** Start Excerpt to read **

After reading this, you’ll be back to fantasies of you + PyTorch eloping into the sunset while your Recurrent Networks achieve new accuracies you’ve only read about on Arxiv.



By William Falcon, PhD Candidate, AI, Neuroscience (NYU)

If you’ve used PyTorch you have likely experienced euphoria, increased energy and may have even felt like walking in the sun for a bit. Your life feels complete again. That is, until you tried to have variable-sized mini-batches using RNNs.

All hope is not lost. After reading this, you’ll be back to fantasies of you + PyTorch eloping into the sunset while your Recurrent Networks achieve new accuracies you’ve only read about on Arxiv.

Ninja skills we’ll develop:

  1. How to implement an LSTM in PyTorch with variable-sized sequences in each mini-batch.
  2. What pack_padded_sequence and pad_packed_sequence do in PyTorch.
  3. Masking padded tokens for back-propagation through time.

 

TL;DR version: Pad sentences, make all the same length, pack_padded_sequence, run through LSTM, use pad_packed_sequence, flatten all outputs and label, mask out padded outputs, calculate cross-entropy.

 

Why is this so hard and why do I care?

 
Speed and Performance.

Feeding variable length elements at ONCE into an LSTM has been a huge technical challenge which frameworks like PyTorch have largely solved (Tensorflow also has a nice abstraction but it’s very very very involved).

Furthermore, the documentation is unclear and examples are too old. Properly doing this will speed up training AND increase the accuracy of gradient descent by having a better estimator for the gradients from multiple examples instead of just ONE.

Although RNNs are hard to parallelize because each step depends on the previous step, we can get a huge boost by using mini-batches.

 

Sequence Tagging

 
While I can’t help you with your Justin Bieber obsession (I won’t tell), I can help you do part of speech tagging on your favorite JB song, Sorry.

Here’s an example of the model with the song sentence: “is it too late now to say sorry?” (removed ‘to’ and ‘?’ ).


LSTM/GRU model we’re building

 

Data Formatting

 
While you can do a ton of formatting, we won’t... For simplicity, let’s make this contrived batch of data with different sized sequences.

** End Excerpt to read **

◆ **Exercise brief**:
Answer from the PyTorch excerpt:
(a) Which two PyTorch functions does it list among the skills to develop?
(b) Which song is used for the part-of-speech tagging example?
(c) What makes RNNs hard to parallelize?
Rely only on the PyTorch excerpt for your answers.

** Start Records **

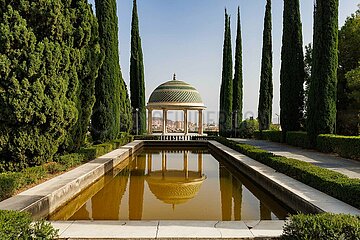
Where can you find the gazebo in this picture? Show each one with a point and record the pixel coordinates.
(179, 96)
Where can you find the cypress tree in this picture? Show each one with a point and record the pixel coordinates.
(110, 112)
(238, 78)
(266, 85)
(225, 121)
(137, 84)
(91, 60)
(322, 92)
(40, 52)
(292, 72)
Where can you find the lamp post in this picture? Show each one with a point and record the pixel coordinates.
(235, 125)
(137, 120)
(278, 118)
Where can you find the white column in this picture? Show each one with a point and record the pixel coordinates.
(149, 121)
(200, 129)
(185, 122)
(164, 121)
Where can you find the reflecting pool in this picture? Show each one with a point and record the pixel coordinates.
(180, 184)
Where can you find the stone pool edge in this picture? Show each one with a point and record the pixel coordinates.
(169, 229)
(46, 197)
(293, 193)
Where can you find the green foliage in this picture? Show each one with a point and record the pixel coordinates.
(266, 85)
(271, 135)
(322, 93)
(137, 84)
(111, 111)
(307, 79)
(91, 60)
(292, 72)
(298, 139)
(9, 183)
(332, 183)
(18, 225)
(348, 87)
(248, 127)
(237, 104)
(39, 78)
(322, 226)
(226, 89)
(345, 146)
(70, 160)
(12, 181)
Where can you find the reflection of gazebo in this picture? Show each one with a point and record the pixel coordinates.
(175, 186)
(175, 95)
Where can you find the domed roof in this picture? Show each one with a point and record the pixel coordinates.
(175, 93)
(172, 187)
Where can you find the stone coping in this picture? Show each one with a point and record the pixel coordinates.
(293, 193)
(169, 229)
(46, 197)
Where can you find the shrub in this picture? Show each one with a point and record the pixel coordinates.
(54, 167)
(247, 128)
(33, 174)
(345, 146)
(322, 226)
(70, 160)
(299, 139)
(270, 135)
(335, 184)
(18, 225)
(8, 184)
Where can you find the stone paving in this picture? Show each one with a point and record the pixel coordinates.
(169, 229)
(349, 167)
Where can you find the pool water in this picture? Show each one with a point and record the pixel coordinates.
(182, 184)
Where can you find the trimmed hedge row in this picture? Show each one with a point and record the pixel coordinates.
(298, 139)
(332, 183)
(12, 181)
(18, 225)
(270, 135)
(345, 146)
(322, 226)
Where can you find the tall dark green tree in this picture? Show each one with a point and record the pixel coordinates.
(292, 72)
(226, 91)
(137, 84)
(266, 85)
(91, 60)
(349, 58)
(42, 46)
(322, 92)
(110, 112)
(238, 78)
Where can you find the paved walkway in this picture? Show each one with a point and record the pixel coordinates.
(349, 167)
(169, 229)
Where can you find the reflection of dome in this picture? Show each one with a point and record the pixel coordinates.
(177, 93)
(172, 186)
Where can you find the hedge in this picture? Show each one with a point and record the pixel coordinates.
(12, 181)
(298, 139)
(345, 146)
(270, 135)
(322, 226)
(332, 183)
(18, 225)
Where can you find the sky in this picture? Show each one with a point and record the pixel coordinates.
(186, 37)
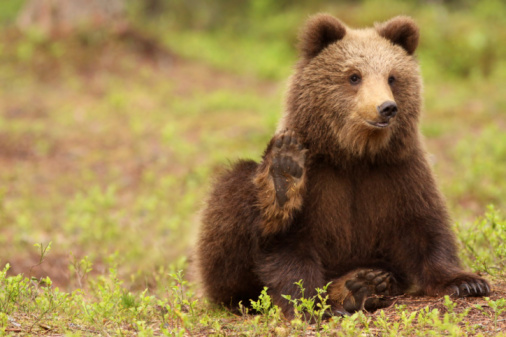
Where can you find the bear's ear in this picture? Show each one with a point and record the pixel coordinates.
(402, 31)
(320, 31)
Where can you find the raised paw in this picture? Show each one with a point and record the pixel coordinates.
(287, 168)
(469, 285)
(369, 290)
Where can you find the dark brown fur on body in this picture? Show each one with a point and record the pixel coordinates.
(344, 192)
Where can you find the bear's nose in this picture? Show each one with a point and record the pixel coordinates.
(388, 109)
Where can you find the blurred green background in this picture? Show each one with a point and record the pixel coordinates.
(111, 131)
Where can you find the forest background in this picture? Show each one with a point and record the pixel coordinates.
(115, 115)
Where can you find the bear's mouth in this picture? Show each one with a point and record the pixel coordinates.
(381, 125)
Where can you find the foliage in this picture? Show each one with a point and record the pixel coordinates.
(107, 150)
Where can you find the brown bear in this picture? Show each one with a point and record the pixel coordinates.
(344, 192)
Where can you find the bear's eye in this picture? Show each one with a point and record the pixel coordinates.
(355, 79)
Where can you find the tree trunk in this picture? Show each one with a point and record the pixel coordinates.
(60, 17)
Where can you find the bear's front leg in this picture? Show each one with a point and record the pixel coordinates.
(280, 181)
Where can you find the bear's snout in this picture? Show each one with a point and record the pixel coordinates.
(387, 110)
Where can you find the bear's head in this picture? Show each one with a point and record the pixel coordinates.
(356, 92)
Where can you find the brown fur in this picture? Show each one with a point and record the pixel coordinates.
(338, 192)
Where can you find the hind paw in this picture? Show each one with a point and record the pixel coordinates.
(369, 290)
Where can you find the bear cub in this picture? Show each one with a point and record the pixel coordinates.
(344, 192)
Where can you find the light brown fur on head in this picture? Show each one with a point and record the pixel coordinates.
(321, 96)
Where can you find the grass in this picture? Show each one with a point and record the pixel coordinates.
(107, 154)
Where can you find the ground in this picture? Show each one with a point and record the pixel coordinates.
(108, 153)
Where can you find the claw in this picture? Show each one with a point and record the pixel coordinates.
(456, 290)
(466, 287)
(474, 288)
(381, 287)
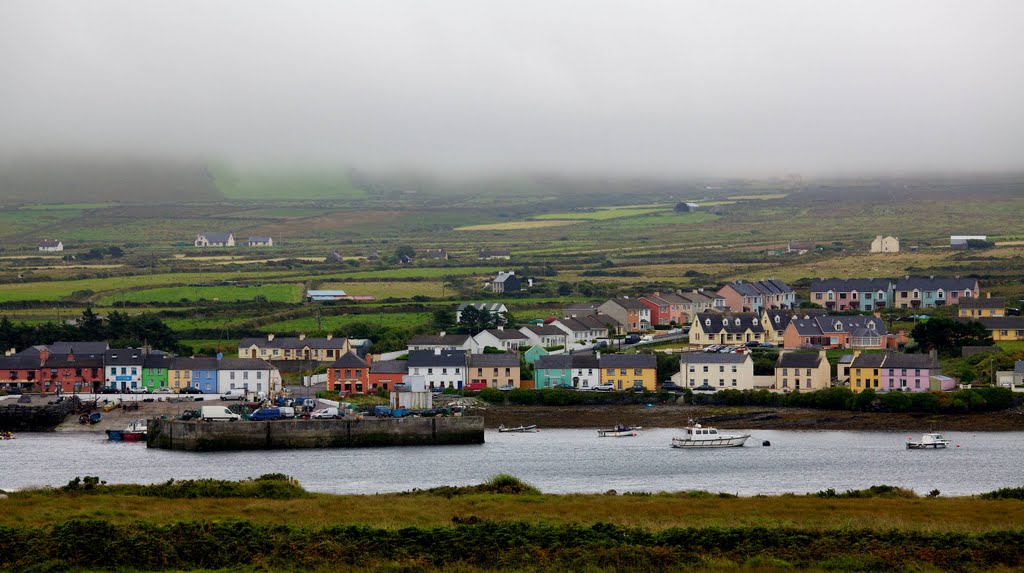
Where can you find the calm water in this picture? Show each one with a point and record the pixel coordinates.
(554, 460)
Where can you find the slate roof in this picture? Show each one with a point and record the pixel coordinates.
(389, 367)
(799, 360)
(294, 343)
(554, 362)
(727, 322)
(713, 358)
(419, 358)
(348, 360)
(629, 361)
(851, 284)
(507, 359)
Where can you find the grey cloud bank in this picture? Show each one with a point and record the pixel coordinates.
(654, 88)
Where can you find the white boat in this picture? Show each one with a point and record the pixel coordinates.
(932, 440)
(696, 436)
(619, 431)
(517, 429)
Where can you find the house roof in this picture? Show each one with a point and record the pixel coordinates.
(629, 361)
(507, 359)
(713, 358)
(554, 362)
(430, 358)
(389, 367)
(348, 360)
(799, 360)
(851, 284)
(727, 322)
(216, 236)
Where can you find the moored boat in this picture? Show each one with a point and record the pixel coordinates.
(620, 431)
(517, 429)
(696, 436)
(932, 440)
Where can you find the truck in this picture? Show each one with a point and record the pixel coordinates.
(218, 413)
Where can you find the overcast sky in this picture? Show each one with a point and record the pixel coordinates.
(716, 87)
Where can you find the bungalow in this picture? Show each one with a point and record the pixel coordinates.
(501, 339)
(495, 254)
(498, 309)
(215, 239)
(386, 373)
(442, 341)
(629, 371)
(931, 292)
(864, 295)
(734, 328)
(802, 370)
(348, 373)
(553, 371)
(586, 370)
(252, 375)
(720, 371)
(496, 370)
(440, 368)
(50, 246)
(546, 336)
(752, 297)
(631, 313)
(506, 282)
(294, 348)
(986, 307)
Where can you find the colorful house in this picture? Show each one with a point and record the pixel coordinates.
(348, 373)
(553, 371)
(628, 371)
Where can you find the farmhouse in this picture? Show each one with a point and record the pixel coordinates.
(215, 239)
(50, 246)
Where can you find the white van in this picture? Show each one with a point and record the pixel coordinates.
(235, 394)
(212, 413)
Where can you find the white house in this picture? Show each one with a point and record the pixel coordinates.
(440, 368)
(215, 239)
(502, 339)
(253, 375)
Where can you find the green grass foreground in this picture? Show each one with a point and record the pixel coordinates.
(501, 525)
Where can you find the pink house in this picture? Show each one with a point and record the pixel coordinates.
(913, 372)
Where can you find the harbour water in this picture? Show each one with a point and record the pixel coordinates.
(554, 460)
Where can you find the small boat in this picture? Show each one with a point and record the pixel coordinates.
(696, 436)
(620, 431)
(932, 440)
(518, 429)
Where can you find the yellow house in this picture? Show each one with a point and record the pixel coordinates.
(865, 371)
(626, 371)
(982, 308)
(805, 371)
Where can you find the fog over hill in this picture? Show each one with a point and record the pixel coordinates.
(660, 88)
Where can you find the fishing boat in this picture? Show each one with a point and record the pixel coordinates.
(517, 429)
(696, 436)
(620, 431)
(931, 440)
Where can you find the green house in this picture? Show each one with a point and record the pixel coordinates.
(552, 371)
(534, 353)
(155, 370)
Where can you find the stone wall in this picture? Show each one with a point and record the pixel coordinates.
(285, 434)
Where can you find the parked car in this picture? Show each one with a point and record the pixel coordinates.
(265, 414)
(325, 413)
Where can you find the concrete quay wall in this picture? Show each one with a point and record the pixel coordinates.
(286, 434)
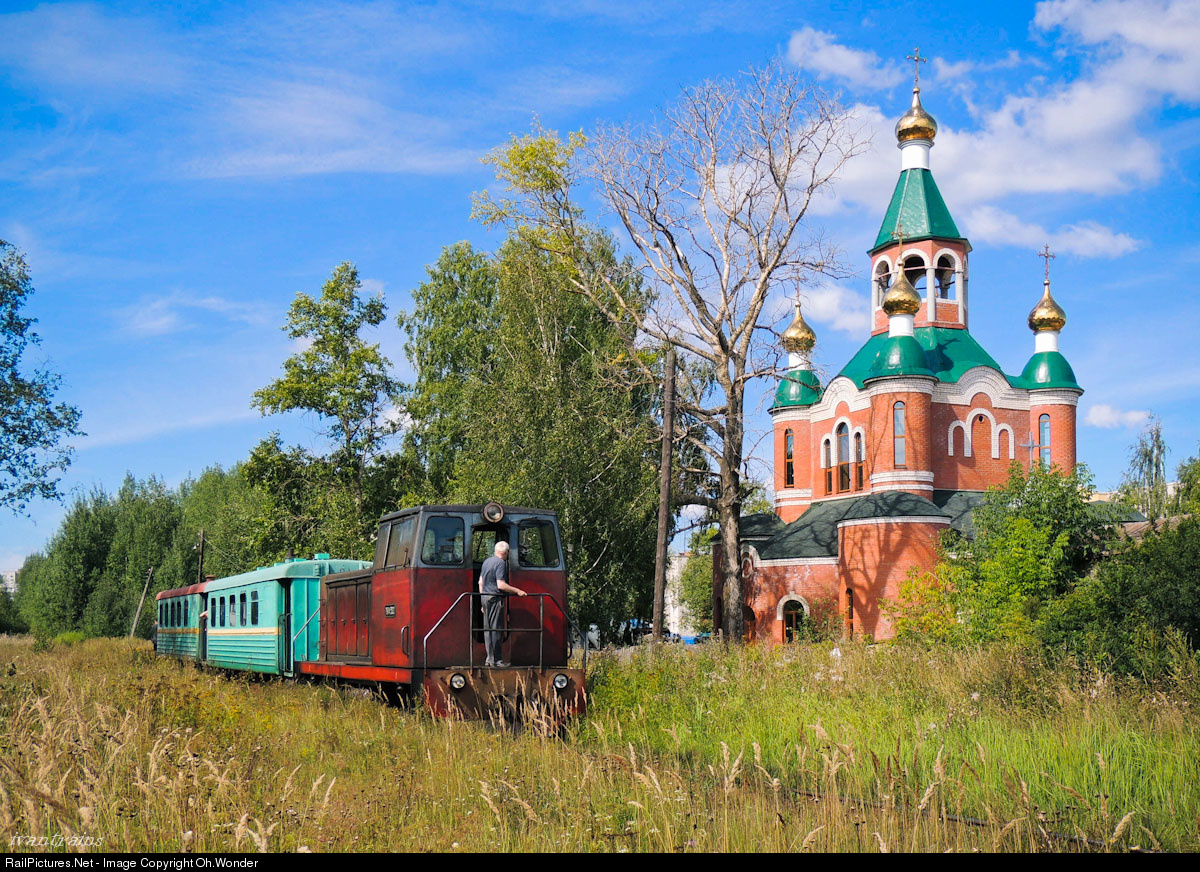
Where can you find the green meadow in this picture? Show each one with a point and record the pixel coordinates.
(815, 747)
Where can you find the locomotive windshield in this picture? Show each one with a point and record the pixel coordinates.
(443, 541)
(537, 545)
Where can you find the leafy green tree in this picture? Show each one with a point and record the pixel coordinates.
(713, 199)
(1129, 613)
(451, 332)
(33, 426)
(696, 579)
(1035, 539)
(145, 516)
(1145, 482)
(10, 618)
(340, 376)
(553, 422)
(53, 593)
(1187, 498)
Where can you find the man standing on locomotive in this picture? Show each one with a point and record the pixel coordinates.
(493, 583)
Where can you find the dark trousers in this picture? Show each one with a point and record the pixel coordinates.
(493, 626)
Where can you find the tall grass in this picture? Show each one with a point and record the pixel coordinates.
(718, 750)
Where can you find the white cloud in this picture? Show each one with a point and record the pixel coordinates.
(1110, 418)
(817, 52)
(81, 46)
(133, 430)
(839, 308)
(1086, 239)
(166, 314)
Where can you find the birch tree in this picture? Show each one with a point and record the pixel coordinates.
(714, 199)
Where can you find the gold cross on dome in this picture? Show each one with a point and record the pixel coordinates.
(917, 60)
(1048, 257)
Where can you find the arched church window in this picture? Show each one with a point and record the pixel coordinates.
(827, 465)
(915, 270)
(795, 620)
(882, 280)
(945, 275)
(843, 457)
(858, 461)
(789, 468)
(898, 433)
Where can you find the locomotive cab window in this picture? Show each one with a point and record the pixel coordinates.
(400, 542)
(484, 539)
(443, 542)
(537, 545)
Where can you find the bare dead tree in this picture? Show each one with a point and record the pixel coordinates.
(714, 199)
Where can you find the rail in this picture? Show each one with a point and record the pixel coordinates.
(471, 648)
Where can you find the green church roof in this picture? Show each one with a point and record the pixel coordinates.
(918, 209)
(949, 353)
(1048, 370)
(797, 388)
(815, 533)
(899, 355)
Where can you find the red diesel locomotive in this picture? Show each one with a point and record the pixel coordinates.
(411, 620)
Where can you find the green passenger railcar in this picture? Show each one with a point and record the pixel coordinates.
(264, 620)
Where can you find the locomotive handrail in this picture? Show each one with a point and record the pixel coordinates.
(315, 613)
(471, 649)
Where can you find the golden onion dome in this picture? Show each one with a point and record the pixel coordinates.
(798, 336)
(1047, 314)
(901, 298)
(916, 124)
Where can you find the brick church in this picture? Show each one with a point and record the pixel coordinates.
(873, 467)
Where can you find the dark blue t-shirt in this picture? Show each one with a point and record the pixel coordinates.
(495, 569)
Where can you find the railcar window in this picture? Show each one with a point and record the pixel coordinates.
(400, 543)
(382, 545)
(483, 542)
(443, 542)
(537, 545)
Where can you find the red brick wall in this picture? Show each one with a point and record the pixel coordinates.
(917, 432)
(1062, 433)
(981, 470)
(874, 559)
(769, 584)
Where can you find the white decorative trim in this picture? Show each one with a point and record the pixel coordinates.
(1045, 341)
(901, 475)
(790, 414)
(792, 597)
(913, 519)
(903, 384)
(966, 438)
(982, 379)
(793, 493)
(840, 390)
(1055, 396)
(900, 486)
(995, 441)
(799, 561)
(915, 252)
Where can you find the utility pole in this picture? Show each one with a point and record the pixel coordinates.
(660, 552)
(199, 572)
(137, 614)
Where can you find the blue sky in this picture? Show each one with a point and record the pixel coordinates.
(175, 174)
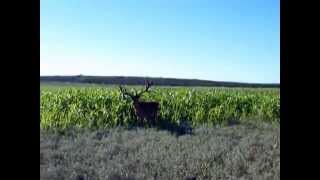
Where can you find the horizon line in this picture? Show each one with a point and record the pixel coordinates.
(162, 78)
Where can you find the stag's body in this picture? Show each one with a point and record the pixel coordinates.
(144, 110)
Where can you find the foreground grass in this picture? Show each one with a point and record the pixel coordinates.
(242, 151)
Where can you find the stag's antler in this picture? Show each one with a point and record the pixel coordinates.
(148, 85)
(125, 92)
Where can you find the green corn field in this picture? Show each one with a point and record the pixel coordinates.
(102, 107)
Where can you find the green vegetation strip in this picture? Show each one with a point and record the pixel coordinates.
(102, 108)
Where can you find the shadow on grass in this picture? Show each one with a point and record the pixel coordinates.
(177, 129)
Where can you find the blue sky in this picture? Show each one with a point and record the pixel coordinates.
(222, 40)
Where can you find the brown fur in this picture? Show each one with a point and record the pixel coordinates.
(144, 110)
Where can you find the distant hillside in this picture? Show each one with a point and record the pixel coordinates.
(140, 81)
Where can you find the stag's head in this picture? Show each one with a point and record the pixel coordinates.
(135, 95)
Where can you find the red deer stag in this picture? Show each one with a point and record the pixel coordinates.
(143, 110)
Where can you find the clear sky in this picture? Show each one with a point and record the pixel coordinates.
(222, 40)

** End Records **

◆ **Result of the exercise**:
(a) pack_padded_sequence and pad_packed_sequence
(b) "Sorry"
(c) Each step depends on the previous step.